» **TASK BRIEF**: Character for character, write out the data below.
++++++
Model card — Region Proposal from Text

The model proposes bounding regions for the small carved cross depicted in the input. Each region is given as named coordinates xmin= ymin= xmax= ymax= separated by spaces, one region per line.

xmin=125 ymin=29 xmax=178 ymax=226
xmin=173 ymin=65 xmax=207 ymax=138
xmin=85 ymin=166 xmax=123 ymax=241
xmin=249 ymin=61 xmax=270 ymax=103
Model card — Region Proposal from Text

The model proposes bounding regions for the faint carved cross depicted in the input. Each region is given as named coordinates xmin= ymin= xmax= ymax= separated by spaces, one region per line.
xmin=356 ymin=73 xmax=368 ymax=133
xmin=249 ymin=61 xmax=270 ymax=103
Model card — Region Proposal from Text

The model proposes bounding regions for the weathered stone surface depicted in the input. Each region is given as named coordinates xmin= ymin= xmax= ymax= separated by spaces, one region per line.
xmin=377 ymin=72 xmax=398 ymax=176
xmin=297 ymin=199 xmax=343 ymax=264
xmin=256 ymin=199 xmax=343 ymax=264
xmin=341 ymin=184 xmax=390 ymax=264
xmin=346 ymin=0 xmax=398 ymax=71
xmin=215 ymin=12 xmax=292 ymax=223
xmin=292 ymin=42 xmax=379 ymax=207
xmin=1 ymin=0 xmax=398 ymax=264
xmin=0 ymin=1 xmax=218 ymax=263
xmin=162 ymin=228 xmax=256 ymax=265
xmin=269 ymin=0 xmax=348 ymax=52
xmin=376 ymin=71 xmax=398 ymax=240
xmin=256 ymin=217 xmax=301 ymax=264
++++++
» **EXERCISE ANSWER**:
Model card — Region Proposal from Text

The model proposes bounding regions for the small carved cross depicted in the input. Each region is given as named coordinates xmin= ymin= xmax= ymax= separated by spaces, one region per line.

xmin=125 ymin=29 xmax=178 ymax=226
xmin=173 ymin=65 xmax=207 ymax=138
xmin=85 ymin=166 xmax=123 ymax=241
xmin=249 ymin=61 xmax=270 ymax=103
Model card — Region Proposal from Text

The model proposes bounding regions for the faint carved cross depicted in the input. Each region is given as named coordinates xmin= ymin= xmax= ymax= separated by spaces, one region per line.
xmin=356 ymin=73 xmax=368 ymax=133
xmin=249 ymin=61 xmax=270 ymax=103
Model card — Region Proposal from Text

The model proposes bounding regions for the weathered stone surface depicted in the input. Each region is given as named coordinates xmin= ymin= xmax= ymax= separated by spaces, one region per line.
xmin=377 ymin=72 xmax=398 ymax=176
xmin=297 ymin=199 xmax=343 ymax=264
xmin=256 ymin=199 xmax=343 ymax=264
xmin=341 ymin=184 xmax=390 ymax=264
xmin=346 ymin=0 xmax=398 ymax=71
xmin=215 ymin=12 xmax=292 ymax=223
xmin=292 ymin=42 xmax=379 ymax=207
xmin=1 ymin=0 xmax=398 ymax=264
xmin=0 ymin=1 xmax=218 ymax=263
xmin=162 ymin=228 xmax=256 ymax=265
xmin=269 ymin=0 xmax=348 ymax=52
xmin=376 ymin=71 xmax=398 ymax=240
xmin=256 ymin=217 xmax=301 ymax=264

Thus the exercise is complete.